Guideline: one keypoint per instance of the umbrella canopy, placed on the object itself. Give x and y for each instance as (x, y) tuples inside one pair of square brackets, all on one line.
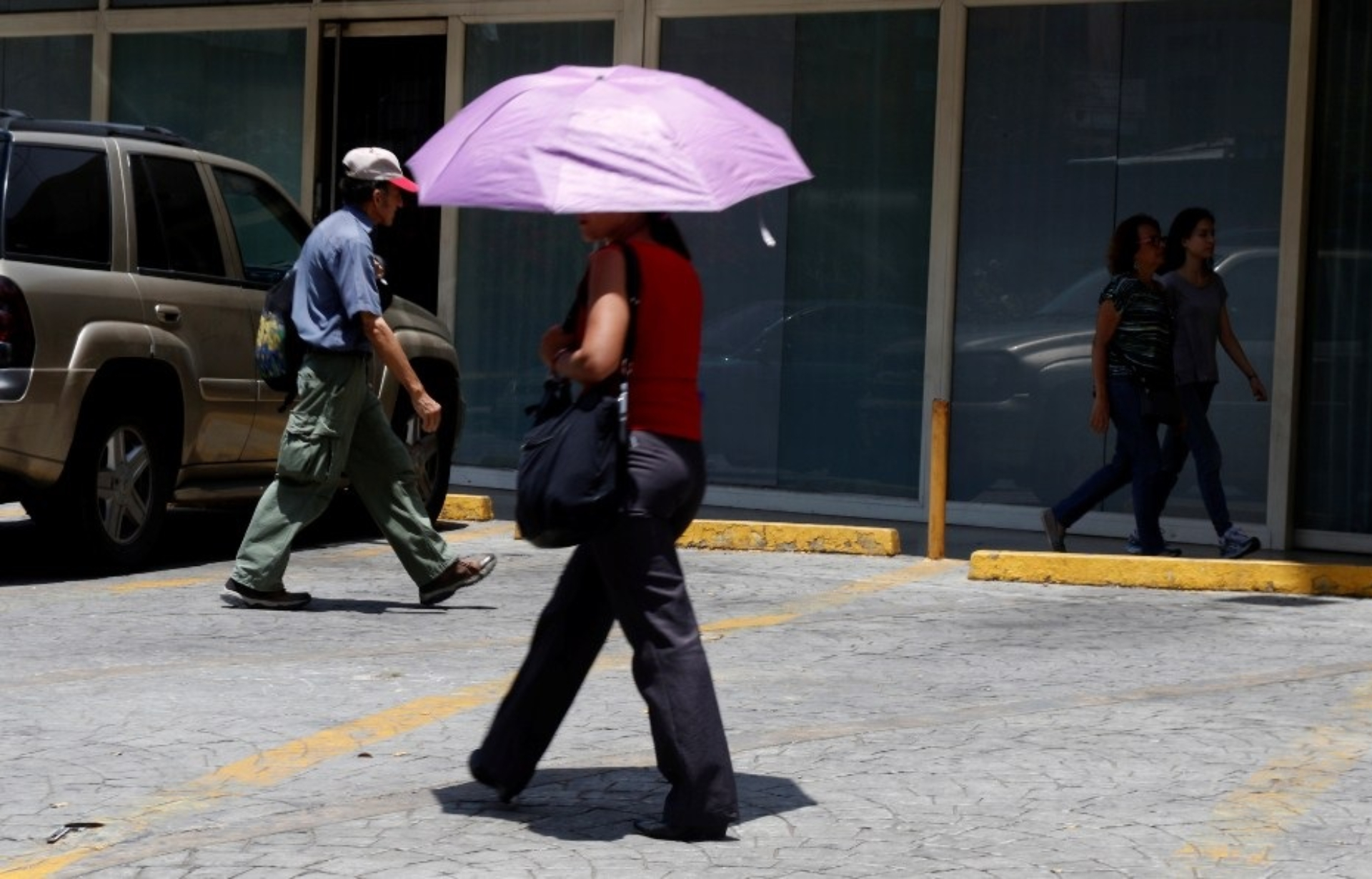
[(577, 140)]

---

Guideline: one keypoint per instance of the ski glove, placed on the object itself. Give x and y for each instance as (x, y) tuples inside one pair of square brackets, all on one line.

--

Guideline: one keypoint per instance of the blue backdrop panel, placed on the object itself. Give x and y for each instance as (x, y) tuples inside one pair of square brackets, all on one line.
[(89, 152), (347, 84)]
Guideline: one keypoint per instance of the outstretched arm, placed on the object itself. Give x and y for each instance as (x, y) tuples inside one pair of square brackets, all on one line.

## Aim
Rewrite the material from the line that has "Guideline: one keypoint per instance of the umbrella" through the line that has "[(577, 140)]", switching "umbrella canopy" to "patio umbrella" and leaving everything else the same. Omit the pictures from your answer.

## Result
Guideline: one keypoint per instance of the patio umbrella, placed on the object itself. Give x and y for each instance as (x, y) tuples inside one pair of square brackets, all on one line.
[(577, 140)]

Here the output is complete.